* _Task instructions_
Transcribe the material below word for word, omitting the picture.
** start of Provided data **
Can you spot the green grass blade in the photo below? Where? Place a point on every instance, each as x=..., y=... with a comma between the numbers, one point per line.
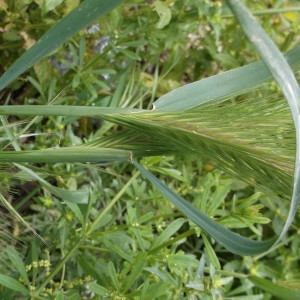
x=63, y=110
x=280, y=292
x=85, y=13
x=11, y=210
x=68, y=154
x=230, y=240
x=220, y=86
x=284, y=76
** end of Provided data **
* _Output of the task_
Can you spot the green grass blade in the photo below? Where? Place a point on every instance, each as x=..., y=... with a comma between the numbers, one point per line.
x=63, y=110
x=280, y=292
x=85, y=13
x=11, y=210
x=68, y=154
x=230, y=240
x=220, y=86
x=284, y=76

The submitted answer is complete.